▸ EXERCISE TEXT
Like even known or suspected unsolvable problems have been discussed to greater levels of detail than I’ve likely considered them, so even asking it to do its best trying to solve the traveling salesman problem in polynomial time would likely impress me because computer science students and alums much smarter than I am have discussed it at length.
Sure, there is a chance the exact question had been asked before, and answered, but we are talking remote possibilities here.
If it has to say ‘this item is like that other item and thus I can use what I’ve learned about stacking that other item to stack this item’ then I would absolutely argue that it is reasoning and not just “predicting text” (or, again, predicting text might be the equivalent of reasoning).
Sure, stacking things is not a novel problem, which is why we have the word “stack” because it describes something we do. But stacking that list of things is (almost certainly) a novel problem. It’s just you use what you’ve learned and apply that knowledge to this new problem. A non-novel problem is if I say “2+2 = 4” and then turn around and ask you “what does 2 + 2 equal?” (Assuming you have no data set) If I then ask you “what’s 2 + 3?” that is a novel problem, even if it’s been answered before.
How are you convinced that humans are reasoning creatures? This honestly sounds like you could be describing 99.99% of human thought, meaning we almost never reason (if not actually never). Are we even reasonable?
So every human that does not come up with something entirely new that has never been before is not intelligent? Are people with an IQ of 80 not intelligent anymore, just bio-machines?Seriously, where do you draw the line? You keep shifting the goal to harder and harder to reach things that at this point most people would not fit anymore. When GPT5 will then also do that, what will you say? That it did not invent the car? Come up with relativistic effects?
I could have full conversations with CleverBot a decade ago, but nobody was calling that AI then or even now. People generally recognized it for what it was - a heuristic model chatbot. These LLMs are just overgrown chatbots that still lack the capability of understanding anything it says to you other than how certain words relate to one another.
I can write a program that just replies “yes” to everything you say and you can have a conversation with that. Is that program AI?
“AI isn’t really AI and no one ever thought that AI was actually AI so it doesn’t matter if we call it AI” is the funniest level of tech bro cope these days.
AI has been the name of the field for 70 years at this point, it isn’t something Sam Altman came up with as a marketing wheeze.
Three dudes in a university somewhere referring to chatbots as AI does not redefine the word, even if they did it 70 years ago. 99.999% of the population has always meant AGI by “AI”. Trying to pretend they were always something different is COPE.
Magic Eightball
We’re hitting logarithmic scaling with the model trainings. GPT-5 is going to cost 10x more than GPT-4 to train, but are people going to pay $200 / month for the gpt-5 subscription?
But it would use less energy afterwards? At least that was claimed with the 4o model for example.
4o is also not really much better than 4, they likely just optimized it among others by reducing the model size. IME the “intelligence” has somewhat degraded over time. Also bigger Model (which in tha past was the deciding factor for better intelligence) needs more energy, and GPT5 will likely be much bigger than 4 unless they somehow make a breakthrough with the training/optimization of the model…
4o is optimization of the model evaluation phase. The loss of intelligence is due to the addition of more and more safeguards and constraints by the use of adjunct models doing fine turning, or just rules that limit whole classes of responses.
Businesses might pay big money for LLMs to do specific tasks. And if chip makers invest more in NPUs then maybe LLMs will become cheaper to train. But I am just speculating because I don’t have any special knowledge of this area whatsoever.

▸ PROBLEM TO WORK ON
In the thread on language models, how much more is GPT-5 said to cost to train than GPT-4? Answer from the thread on language models alone.

▸ RECORDED INFORMATION
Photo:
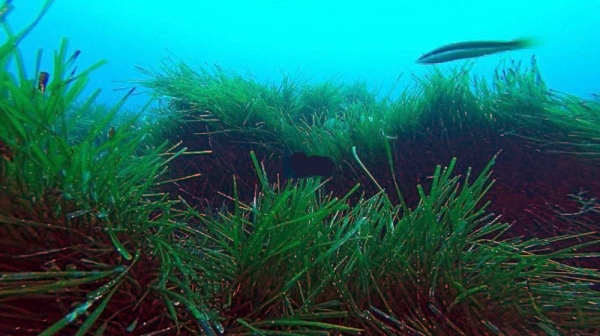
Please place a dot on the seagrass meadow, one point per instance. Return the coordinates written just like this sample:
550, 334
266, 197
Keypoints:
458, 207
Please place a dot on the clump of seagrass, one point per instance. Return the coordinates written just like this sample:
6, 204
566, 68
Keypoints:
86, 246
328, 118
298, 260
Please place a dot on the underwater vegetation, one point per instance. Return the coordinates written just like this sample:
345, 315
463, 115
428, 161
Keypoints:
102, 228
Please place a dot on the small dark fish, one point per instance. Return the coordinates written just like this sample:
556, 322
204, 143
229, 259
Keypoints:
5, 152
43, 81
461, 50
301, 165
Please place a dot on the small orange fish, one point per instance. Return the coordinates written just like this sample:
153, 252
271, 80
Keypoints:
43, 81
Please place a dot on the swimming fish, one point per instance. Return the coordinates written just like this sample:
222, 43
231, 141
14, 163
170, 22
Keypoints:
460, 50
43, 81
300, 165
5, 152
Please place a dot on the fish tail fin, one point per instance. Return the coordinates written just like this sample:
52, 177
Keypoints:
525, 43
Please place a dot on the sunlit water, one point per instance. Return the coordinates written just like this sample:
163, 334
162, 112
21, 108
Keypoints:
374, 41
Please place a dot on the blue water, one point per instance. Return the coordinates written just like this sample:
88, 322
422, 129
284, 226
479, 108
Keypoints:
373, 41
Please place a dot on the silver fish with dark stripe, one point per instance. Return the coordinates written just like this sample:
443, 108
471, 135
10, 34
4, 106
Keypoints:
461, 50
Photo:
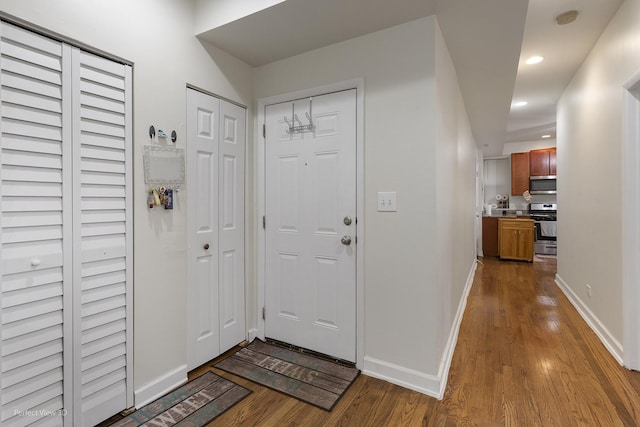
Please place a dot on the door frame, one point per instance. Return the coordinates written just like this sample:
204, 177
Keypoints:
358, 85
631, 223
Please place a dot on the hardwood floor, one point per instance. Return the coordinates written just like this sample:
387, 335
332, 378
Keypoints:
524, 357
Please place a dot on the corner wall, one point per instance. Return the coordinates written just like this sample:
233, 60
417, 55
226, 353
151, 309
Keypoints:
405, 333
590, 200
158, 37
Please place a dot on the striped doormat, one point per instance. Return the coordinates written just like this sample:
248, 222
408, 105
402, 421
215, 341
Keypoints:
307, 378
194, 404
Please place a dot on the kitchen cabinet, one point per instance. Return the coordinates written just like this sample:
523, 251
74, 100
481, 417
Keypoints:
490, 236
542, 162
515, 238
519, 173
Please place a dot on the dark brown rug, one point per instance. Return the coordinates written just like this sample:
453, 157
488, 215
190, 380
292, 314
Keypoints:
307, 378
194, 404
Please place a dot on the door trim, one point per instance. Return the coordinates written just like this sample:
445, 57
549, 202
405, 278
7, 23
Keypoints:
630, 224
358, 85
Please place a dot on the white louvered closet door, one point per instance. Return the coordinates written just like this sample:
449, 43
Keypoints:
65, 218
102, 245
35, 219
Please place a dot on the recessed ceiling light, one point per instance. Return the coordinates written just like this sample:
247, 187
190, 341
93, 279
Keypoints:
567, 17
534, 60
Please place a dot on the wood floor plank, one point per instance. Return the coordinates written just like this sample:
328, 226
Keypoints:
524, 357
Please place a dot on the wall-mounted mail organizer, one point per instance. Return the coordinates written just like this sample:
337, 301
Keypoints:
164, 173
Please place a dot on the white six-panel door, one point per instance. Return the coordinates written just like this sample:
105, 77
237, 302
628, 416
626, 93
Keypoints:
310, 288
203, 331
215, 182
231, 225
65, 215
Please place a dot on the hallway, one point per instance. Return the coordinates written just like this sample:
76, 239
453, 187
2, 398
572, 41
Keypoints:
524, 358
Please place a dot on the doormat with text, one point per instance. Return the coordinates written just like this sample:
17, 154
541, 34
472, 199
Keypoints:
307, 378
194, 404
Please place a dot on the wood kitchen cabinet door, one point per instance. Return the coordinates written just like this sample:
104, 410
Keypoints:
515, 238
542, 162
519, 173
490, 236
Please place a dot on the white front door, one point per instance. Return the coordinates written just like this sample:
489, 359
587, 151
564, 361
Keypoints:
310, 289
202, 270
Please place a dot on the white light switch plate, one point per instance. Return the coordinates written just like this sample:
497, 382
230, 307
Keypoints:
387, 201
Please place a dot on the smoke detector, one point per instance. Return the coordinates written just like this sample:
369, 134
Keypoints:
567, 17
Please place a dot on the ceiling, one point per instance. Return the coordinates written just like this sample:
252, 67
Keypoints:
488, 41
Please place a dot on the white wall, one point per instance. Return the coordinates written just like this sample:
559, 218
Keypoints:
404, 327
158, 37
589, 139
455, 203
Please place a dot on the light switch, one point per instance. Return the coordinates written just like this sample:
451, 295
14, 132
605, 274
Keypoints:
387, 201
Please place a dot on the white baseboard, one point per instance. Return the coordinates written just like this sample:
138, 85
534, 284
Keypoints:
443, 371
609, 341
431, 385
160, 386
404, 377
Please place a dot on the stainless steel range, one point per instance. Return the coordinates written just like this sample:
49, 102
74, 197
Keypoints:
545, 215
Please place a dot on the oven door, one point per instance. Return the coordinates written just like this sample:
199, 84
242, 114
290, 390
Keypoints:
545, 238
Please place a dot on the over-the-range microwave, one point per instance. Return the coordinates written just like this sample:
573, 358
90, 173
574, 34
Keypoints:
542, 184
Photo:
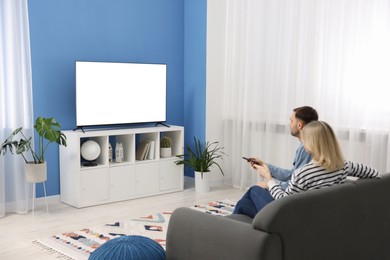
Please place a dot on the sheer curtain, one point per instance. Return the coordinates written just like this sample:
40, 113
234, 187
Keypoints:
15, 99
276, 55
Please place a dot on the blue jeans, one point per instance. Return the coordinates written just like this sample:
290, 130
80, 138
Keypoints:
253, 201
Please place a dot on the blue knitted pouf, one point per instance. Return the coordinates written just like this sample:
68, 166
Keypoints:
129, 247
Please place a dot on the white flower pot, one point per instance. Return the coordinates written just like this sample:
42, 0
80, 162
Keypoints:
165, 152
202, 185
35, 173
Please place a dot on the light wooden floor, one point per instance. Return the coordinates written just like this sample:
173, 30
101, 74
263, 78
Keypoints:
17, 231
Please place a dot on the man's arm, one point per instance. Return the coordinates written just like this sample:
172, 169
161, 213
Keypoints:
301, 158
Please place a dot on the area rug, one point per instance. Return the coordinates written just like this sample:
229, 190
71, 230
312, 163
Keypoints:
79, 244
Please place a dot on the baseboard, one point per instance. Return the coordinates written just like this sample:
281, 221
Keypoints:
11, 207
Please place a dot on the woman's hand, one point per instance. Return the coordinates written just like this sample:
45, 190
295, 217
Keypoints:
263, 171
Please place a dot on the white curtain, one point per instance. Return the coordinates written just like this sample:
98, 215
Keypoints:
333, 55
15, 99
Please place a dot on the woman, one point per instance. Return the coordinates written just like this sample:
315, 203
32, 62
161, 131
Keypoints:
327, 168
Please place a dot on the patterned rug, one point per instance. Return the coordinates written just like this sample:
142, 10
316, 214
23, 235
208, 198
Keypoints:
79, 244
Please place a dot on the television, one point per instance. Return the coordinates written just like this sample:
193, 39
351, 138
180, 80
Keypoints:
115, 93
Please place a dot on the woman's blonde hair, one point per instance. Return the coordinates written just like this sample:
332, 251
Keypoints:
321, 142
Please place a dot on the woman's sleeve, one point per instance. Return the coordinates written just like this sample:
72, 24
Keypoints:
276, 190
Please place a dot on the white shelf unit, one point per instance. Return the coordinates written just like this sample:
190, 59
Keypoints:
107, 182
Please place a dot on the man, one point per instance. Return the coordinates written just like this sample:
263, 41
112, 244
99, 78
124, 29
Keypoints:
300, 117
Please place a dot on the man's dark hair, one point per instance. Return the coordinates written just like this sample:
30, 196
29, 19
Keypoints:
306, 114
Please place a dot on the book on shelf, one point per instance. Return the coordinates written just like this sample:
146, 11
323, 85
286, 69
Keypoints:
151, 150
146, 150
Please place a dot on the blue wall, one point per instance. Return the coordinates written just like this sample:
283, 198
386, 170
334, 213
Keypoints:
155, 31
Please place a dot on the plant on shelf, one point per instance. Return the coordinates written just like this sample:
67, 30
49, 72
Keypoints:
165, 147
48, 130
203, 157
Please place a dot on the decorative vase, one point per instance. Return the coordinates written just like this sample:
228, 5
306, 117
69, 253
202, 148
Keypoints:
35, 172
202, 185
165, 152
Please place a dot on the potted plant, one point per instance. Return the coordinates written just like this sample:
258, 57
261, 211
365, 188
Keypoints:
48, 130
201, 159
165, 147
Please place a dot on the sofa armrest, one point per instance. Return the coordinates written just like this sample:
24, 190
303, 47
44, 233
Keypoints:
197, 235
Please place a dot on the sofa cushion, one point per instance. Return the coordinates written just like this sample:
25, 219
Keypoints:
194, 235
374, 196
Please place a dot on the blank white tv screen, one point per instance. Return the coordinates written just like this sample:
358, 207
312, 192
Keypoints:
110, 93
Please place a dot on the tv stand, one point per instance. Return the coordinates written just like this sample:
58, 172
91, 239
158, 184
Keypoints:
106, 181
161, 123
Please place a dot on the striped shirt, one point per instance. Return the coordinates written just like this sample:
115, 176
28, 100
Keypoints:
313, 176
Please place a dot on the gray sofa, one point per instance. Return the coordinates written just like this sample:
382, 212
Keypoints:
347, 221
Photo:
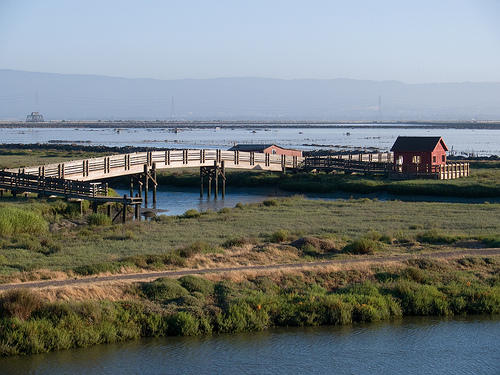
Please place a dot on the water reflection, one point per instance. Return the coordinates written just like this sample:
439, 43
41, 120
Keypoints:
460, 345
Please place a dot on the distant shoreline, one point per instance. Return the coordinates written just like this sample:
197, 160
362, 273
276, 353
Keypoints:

▸ EXERCISE RESPONSE
10 times more than GPT-4.